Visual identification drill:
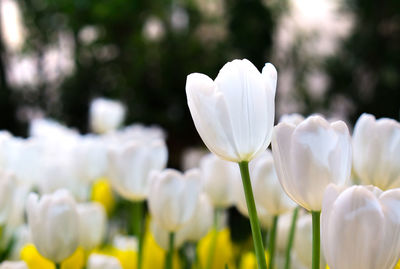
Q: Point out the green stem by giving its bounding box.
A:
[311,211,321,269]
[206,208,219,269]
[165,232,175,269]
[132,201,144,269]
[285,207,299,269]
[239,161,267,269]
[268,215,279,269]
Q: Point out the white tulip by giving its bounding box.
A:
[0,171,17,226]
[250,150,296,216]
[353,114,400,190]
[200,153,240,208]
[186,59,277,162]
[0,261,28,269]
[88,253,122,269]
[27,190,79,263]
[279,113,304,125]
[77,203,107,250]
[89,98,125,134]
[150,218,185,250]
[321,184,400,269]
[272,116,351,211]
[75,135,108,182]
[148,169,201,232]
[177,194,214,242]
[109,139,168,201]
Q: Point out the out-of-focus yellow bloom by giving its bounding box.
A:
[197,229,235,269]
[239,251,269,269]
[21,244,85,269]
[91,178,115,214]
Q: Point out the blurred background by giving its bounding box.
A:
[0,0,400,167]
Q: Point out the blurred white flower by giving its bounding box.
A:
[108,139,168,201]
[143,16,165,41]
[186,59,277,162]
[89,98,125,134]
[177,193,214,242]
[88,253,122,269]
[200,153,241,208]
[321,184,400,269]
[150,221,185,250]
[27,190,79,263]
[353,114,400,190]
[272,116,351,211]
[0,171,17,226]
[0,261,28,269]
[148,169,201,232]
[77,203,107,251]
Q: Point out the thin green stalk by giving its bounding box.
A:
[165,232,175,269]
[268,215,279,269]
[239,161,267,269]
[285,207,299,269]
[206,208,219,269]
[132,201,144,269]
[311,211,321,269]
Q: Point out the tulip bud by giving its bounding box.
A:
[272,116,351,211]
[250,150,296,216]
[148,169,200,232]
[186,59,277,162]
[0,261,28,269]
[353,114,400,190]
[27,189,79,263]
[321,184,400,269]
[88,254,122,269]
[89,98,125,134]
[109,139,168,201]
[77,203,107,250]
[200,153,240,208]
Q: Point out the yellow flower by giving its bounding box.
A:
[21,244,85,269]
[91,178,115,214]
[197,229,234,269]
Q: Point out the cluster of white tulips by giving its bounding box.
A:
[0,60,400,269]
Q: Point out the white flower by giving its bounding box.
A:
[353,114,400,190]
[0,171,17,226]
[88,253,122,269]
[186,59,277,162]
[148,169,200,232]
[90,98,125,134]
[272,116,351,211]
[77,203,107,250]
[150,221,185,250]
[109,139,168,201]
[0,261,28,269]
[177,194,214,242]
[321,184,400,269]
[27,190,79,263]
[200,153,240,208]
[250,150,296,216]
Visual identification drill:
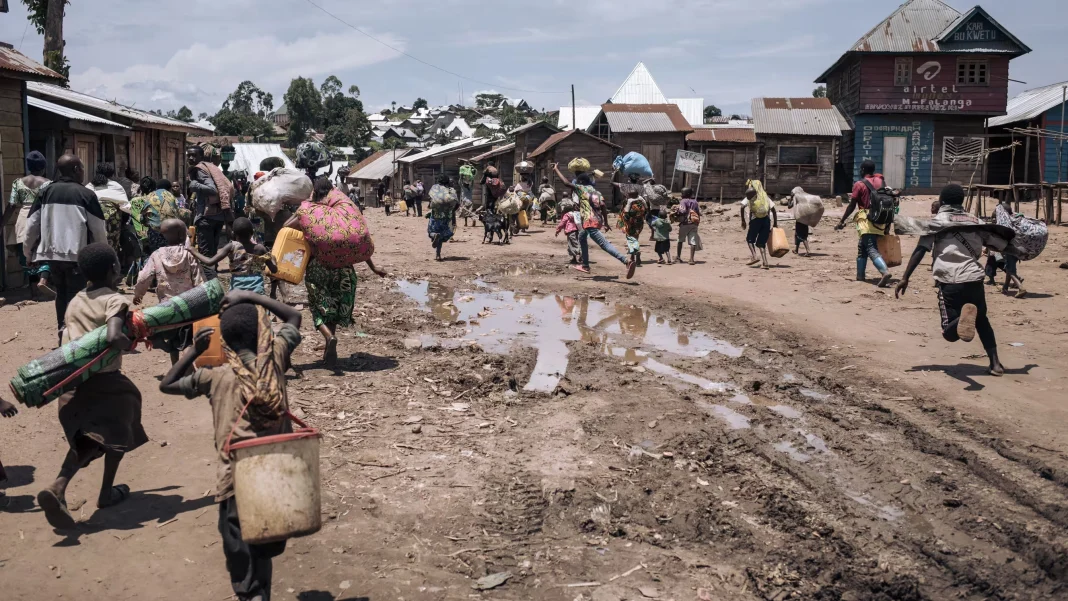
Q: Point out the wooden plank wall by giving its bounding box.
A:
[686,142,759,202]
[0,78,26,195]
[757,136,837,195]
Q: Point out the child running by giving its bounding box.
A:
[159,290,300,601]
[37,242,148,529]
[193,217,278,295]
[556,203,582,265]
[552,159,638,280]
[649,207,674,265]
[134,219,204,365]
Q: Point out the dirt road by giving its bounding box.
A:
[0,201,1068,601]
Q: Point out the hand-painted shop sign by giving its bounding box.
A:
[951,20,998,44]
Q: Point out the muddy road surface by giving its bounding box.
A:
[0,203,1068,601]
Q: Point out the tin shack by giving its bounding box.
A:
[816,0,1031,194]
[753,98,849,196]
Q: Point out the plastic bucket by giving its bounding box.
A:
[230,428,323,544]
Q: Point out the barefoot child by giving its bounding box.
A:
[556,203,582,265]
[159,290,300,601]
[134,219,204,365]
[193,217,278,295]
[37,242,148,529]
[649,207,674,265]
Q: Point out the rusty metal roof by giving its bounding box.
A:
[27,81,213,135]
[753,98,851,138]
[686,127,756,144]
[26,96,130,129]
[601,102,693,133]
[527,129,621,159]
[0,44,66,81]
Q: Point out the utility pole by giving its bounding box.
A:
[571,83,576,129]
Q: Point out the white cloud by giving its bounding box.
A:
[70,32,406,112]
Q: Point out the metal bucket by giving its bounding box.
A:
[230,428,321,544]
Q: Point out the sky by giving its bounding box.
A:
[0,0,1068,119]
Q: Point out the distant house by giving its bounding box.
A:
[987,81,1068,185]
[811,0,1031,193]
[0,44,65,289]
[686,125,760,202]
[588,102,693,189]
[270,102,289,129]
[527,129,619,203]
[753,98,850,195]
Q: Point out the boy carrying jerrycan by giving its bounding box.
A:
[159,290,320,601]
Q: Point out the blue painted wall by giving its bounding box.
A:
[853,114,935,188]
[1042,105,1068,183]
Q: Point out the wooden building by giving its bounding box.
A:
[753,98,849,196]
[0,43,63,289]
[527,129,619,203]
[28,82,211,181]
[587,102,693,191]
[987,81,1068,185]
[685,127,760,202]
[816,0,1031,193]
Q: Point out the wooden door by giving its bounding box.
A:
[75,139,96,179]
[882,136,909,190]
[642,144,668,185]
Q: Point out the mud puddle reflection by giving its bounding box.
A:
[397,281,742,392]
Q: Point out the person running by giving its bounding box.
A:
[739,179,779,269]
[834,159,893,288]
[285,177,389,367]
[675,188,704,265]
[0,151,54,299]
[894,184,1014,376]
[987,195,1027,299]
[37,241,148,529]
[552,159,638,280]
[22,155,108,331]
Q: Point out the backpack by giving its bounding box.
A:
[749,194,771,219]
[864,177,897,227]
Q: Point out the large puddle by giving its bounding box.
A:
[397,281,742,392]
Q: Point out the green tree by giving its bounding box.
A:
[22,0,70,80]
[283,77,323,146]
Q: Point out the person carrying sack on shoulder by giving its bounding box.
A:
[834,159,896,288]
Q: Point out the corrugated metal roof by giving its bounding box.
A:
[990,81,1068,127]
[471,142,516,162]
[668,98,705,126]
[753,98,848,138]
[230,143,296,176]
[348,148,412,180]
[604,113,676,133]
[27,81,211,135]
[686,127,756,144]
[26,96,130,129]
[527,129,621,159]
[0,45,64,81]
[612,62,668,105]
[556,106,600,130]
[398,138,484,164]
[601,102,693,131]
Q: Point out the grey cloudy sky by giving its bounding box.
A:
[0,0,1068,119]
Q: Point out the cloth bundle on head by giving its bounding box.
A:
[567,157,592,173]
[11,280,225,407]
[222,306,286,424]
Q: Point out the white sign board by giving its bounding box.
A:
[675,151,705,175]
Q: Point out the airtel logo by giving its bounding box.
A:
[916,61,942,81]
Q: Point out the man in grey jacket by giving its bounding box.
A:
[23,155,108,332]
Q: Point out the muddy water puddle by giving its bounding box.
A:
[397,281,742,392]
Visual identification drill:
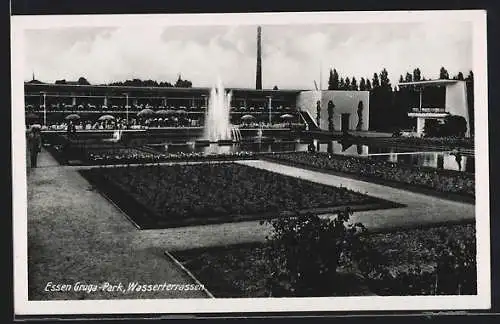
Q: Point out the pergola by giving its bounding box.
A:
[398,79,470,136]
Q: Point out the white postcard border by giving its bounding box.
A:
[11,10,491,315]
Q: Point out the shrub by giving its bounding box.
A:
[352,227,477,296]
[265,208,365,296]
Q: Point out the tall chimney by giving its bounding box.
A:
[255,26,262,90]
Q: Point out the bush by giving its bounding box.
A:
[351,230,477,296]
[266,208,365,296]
____________
Reproduce the stretch from the line containing "Q: Point out the person carrying" through the line containing "[398,79,470,136]", renaming "corrugated metal roof" to "tin roof" and keeping everything else the same. Leave the pictures out.

Task result:
Q: Point out the person carrying sack on shoulder by giving its bounding box.
A:
[834,159,896,288]
Q: Point out the tin roof by giving its bounding box.
A:
[990,81,1068,127]
[471,142,516,162]
[668,98,705,126]
[753,98,848,138]
[230,143,296,176]
[348,148,412,180]
[604,113,676,133]
[27,81,211,135]
[686,127,756,144]
[26,96,130,129]
[527,129,621,159]
[0,45,64,81]
[612,62,668,105]
[556,106,600,130]
[398,138,484,164]
[601,102,693,131]
Q: Point out the grey cloudy sky by giving its bounding box.
A:
[0,0,1068,119]
Q: Point out the cloth bundle on head by giving its bounding box.
A:
[567,157,592,173]
[11,280,225,407]
[222,306,286,424]
Q: Point out the white sign board by giving its bounding box.
A:
[675,151,705,175]
Q: Point out the airtel logo by giving its bounding box.
A:
[916,61,942,81]
Q: Point out the man in grey jacket by giving its bounding box.
A:
[23,155,108,332]
Q: Point out the muddy water puddle by giving its bounding box.
A:
[397,281,742,392]
Visual identification drill:
Q: Point out the pergola by giving its bounding box.
A:
[398,79,470,136]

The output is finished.